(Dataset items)
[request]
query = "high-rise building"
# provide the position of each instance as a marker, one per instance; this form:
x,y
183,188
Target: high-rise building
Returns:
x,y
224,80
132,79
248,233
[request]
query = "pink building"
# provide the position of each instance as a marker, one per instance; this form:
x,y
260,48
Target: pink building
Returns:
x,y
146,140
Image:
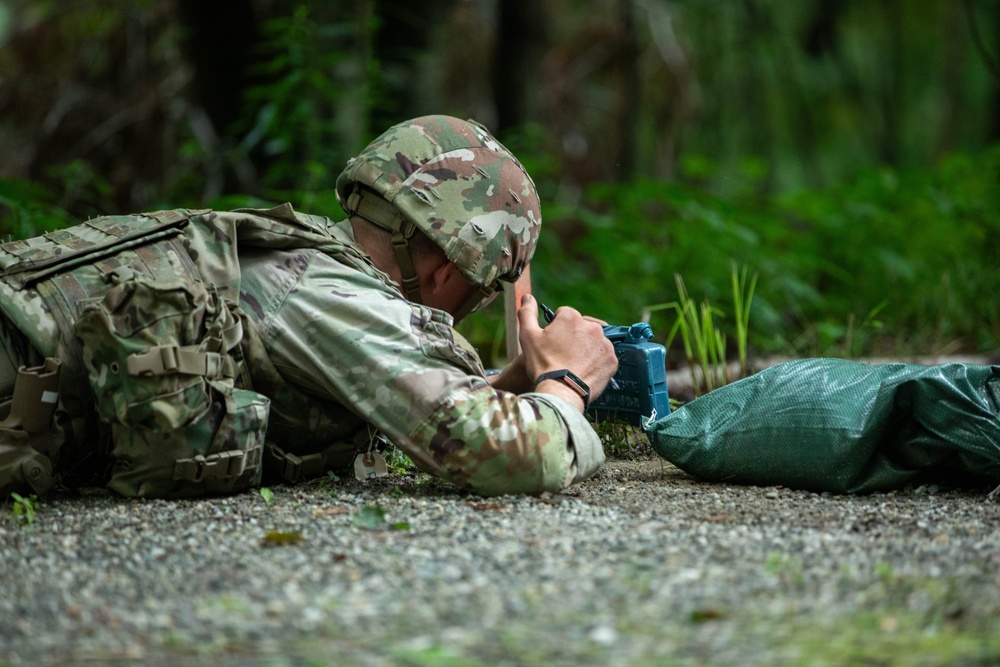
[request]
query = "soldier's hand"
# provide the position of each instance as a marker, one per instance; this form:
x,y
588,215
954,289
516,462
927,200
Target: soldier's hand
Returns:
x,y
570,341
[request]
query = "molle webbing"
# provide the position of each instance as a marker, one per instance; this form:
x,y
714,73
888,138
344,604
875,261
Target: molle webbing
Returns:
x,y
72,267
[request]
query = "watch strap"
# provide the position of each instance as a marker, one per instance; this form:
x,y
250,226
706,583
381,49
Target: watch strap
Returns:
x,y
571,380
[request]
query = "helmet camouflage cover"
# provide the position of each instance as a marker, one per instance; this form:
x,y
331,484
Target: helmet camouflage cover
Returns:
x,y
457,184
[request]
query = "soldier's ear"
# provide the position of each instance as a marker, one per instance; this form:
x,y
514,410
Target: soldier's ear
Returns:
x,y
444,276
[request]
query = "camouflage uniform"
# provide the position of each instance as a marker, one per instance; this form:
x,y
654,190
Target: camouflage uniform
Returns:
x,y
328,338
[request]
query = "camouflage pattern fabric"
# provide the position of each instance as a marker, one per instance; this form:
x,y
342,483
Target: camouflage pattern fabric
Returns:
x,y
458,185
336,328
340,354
==
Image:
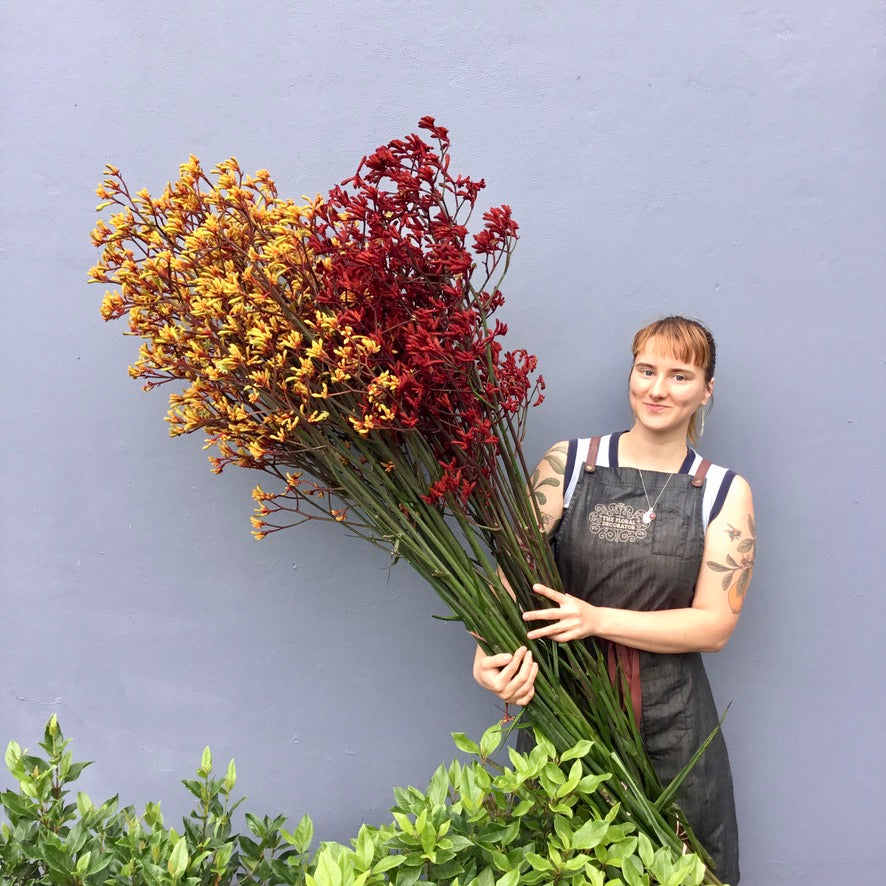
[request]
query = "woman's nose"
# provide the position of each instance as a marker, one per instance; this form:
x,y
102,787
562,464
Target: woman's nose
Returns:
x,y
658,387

**Problem:** Show each line in the items above that contains the word "watch", copied in full.

**Answer to this problem:**
query = "watch strap"
Target: watch strap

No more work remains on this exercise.